CONSIGNE A -
Recopiez intégralement l'article sur l'unité, sans rien y changer.

S. f. (Mathématiques) c'est ce qui exprime une seule chose ou une partie individuelle d'une quantité quelconque. Quand on dit individuelle, ce n'est pas que l'unité soit indivisible, mais c'est qu'on la considère comme n'étant pas divisée, et comme faisant partie d'un tout divisible. Voyez NOMBRE.

Quand un nombre a quatre ou cinq chiffres, celui qui est le plus à la droite, c'est-à-dire le premier en allant de droite à gauche, exprime ou occupe la place des unités. Voyez NUMERATION. Et selon Euclide, on ne doit pas mettre au rang des nombres l'unité ; il dit que le nombre est une collection d'unités ; mais c'est là une question de mots.

UNITE en Théologie, est un des caractères distinctifs de la véritable Eglise de Jesus Christ.

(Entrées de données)
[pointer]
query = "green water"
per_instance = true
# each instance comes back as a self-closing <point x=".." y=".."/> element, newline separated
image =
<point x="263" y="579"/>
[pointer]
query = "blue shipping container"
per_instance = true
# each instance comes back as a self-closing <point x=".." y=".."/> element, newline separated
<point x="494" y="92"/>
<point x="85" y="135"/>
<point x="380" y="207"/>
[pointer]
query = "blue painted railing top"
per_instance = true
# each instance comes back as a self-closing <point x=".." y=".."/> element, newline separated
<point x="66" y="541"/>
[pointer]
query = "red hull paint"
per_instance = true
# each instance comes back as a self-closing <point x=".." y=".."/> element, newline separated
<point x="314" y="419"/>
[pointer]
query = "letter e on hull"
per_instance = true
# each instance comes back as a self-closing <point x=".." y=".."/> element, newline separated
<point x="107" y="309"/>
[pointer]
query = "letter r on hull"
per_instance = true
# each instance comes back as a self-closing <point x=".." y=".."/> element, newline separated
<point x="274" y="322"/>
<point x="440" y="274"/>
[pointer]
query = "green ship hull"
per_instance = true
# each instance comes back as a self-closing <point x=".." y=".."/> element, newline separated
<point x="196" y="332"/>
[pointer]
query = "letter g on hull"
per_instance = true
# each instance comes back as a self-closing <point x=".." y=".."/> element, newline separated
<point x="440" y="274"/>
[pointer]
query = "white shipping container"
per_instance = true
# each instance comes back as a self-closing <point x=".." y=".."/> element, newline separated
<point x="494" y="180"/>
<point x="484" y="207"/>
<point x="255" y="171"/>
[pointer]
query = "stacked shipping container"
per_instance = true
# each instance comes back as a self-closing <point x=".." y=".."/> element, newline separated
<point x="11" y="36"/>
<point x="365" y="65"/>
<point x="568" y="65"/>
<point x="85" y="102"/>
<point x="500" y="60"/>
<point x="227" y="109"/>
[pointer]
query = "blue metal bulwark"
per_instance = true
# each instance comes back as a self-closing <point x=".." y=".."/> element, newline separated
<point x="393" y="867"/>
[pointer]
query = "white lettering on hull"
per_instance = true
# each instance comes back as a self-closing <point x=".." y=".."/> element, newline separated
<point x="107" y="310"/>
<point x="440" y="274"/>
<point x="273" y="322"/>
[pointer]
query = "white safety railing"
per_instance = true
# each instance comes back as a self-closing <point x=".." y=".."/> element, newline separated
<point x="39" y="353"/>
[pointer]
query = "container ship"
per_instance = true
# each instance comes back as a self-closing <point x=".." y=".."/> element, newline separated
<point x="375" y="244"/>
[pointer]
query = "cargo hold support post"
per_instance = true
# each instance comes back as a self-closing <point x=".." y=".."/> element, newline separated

CONSIGNE B -
Dénombrez les lignes qui contiennent le mot « white ». Indiquez uniquement ce nombre.

RÉPONSE A -
S. f. (Mathématiques) c'est ce qui exprime une seule chose ou une partie individuelle d'une quantité quelconque. Quand on dit individuelle, ce n'est pas que l'unité soit indivisible, mais c'est qu'on la considère comme n'étant pas divisée, et comme faisant partie d'un tout divisible. Voyez NOMBRE.

Quand un nombre a quatre ou cinq chiffres, celui qui est le plus à la droite, c'est-à-dire le premier en allant de droite à gauche, exprime ou occupe la place des unités. Voyez NUMERATION. Et selon Euclide, on ne doit pas mettre au rang des nombres l'unité ; il dit que le nombre est une collection d'unités ; mais c'est là une question de mots.

UNITE en Théologie, est un des caractères distinctifs de la véritable Eglise de Jesus Christ.

RÉPONSE B -
3